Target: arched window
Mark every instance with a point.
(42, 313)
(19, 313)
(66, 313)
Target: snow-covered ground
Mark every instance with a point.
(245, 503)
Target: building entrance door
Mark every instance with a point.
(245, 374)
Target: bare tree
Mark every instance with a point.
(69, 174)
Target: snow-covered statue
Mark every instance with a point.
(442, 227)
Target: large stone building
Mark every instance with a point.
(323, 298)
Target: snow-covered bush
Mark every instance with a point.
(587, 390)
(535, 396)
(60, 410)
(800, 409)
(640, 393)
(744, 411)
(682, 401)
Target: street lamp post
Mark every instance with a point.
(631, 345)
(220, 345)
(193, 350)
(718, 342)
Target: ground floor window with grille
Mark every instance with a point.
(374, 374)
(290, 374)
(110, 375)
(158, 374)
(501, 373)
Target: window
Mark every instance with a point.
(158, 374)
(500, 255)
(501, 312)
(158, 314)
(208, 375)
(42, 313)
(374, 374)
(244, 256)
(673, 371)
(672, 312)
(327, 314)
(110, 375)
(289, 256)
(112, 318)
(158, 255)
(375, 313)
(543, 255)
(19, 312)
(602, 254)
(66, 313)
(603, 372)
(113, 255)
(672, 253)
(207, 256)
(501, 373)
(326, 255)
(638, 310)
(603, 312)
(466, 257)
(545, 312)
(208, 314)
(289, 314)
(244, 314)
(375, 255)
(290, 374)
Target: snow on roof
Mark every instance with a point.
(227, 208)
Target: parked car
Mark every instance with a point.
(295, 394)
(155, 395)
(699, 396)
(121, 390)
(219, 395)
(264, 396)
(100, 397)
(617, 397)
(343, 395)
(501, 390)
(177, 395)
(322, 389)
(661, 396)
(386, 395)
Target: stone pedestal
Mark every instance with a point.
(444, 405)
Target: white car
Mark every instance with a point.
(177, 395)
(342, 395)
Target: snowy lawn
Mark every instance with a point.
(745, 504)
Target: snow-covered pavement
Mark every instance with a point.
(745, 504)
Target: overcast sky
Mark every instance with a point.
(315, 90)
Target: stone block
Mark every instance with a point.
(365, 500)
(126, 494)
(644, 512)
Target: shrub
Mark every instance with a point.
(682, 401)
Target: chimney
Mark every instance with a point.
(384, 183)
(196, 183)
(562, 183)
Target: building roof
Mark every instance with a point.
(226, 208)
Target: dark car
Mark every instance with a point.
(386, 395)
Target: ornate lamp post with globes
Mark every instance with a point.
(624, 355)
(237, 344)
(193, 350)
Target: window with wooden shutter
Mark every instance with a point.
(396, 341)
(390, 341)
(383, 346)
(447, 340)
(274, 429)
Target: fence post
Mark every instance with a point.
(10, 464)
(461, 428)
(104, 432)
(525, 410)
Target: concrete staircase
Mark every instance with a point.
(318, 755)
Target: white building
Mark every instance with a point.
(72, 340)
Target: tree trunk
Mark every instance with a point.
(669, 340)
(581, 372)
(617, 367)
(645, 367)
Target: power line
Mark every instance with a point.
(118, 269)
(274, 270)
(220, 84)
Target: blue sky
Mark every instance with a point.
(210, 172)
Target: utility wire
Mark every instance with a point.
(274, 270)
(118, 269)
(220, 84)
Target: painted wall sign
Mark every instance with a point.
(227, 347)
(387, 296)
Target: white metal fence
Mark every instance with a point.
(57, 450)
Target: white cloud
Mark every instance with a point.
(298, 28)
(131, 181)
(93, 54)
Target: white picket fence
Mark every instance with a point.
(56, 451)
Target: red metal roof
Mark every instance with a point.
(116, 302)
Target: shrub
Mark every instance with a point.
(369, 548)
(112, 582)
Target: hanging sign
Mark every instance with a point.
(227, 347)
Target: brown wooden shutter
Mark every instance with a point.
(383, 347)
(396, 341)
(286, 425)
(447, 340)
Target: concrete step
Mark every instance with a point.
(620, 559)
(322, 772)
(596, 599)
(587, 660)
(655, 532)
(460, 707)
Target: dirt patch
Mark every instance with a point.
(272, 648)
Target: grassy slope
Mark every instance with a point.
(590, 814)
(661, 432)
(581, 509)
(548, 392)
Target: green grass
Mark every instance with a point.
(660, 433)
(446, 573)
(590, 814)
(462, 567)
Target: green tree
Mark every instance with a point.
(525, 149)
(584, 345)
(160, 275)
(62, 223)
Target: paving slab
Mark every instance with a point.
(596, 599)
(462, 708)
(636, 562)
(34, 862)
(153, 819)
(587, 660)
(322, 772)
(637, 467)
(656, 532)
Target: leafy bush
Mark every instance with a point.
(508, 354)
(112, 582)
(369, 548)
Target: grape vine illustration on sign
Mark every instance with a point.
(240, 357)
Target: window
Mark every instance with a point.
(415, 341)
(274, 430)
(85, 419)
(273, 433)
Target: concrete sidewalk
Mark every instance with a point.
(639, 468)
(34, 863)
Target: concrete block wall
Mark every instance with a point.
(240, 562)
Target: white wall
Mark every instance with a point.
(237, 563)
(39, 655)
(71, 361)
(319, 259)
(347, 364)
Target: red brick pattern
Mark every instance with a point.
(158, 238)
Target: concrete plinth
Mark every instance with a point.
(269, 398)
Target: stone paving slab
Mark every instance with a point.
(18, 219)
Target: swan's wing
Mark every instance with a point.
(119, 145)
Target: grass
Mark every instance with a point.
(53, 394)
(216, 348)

● ● ● ● ●

What you should output is every line of the records above, from the first through the line containing "Target: building roof", unchanged.

§ **Exercise solution**:
Target: arched window
Mark every instance with a point.
(42, 313)
(19, 313)
(66, 313)
Target: snow-covered ground
Mark every instance with a point.
(245, 503)
Target: building entrance door
Mark every instance with a point.
(245, 374)
Target: bare tree
Mark every instance with a point.
(69, 174)
Target: snow-covered statue
Mark every instance with a point.
(442, 227)
Target: large stone building
Mark every instance with a point.
(323, 298)
Target: snow-covered bush
Mark every instance with a point.
(587, 390)
(535, 396)
(60, 410)
(800, 409)
(640, 393)
(744, 411)
(682, 401)
Target: street lamp post
Mark every instance with a point.
(631, 345)
(220, 345)
(193, 350)
(718, 342)
Target: ground floor window with grille
Mark every instance with a point.
(374, 374)
(290, 374)
(110, 375)
(158, 374)
(501, 373)
Target: window
Mark every instance with a point.
(158, 374)
(500, 255)
(501, 312)
(158, 314)
(208, 375)
(42, 313)
(374, 374)
(244, 256)
(673, 371)
(672, 312)
(327, 314)
(110, 375)
(289, 256)
(112, 318)
(158, 255)
(375, 313)
(543, 255)
(19, 312)
(602, 254)
(66, 313)
(603, 372)
(113, 255)
(672, 253)
(207, 256)
(501, 373)
(326, 255)
(638, 310)
(603, 312)
(466, 257)
(545, 312)
(208, 314)
(289, 314)
(244, 314)
(375, 255)
(290, 374)
Target: snow on roof
Mark every instance with a point.
(227, 208)
Target: parked car
Mark every instance with a point.
(295, 394)
(155, 395)
(699, 396)
(121, 390)
(219, 395)
(264, 396)
(100, 397)
(617, 397)
(343, 395)
(501, 390)
(177, 395)
(322, 389)
(661, 396)
(386, 395)
Target: stone pedestal
Mark every instance with a point.
(444, 405)
Target: white car
Mark every instance with a point.
(177, 395)
(342, 395)
Target: snowy lawn
Mark every instance with a point.
(745, 504)
Target: snow-covered pavement
Mark every instance with a point.
(745, 504)
Target: overcast sky
Mark every instance with a point.
(315, 90)
Target: stone block
Mark every instance with a point.
(365, 500)
(126, 494)
(644, 512)
Target: shrub
Mark every instance with a point.
(682, 401)
Target: chimney
Mark every instance with a point.
(384, 183)
(196, 183)
(562, 183)
Target: building roof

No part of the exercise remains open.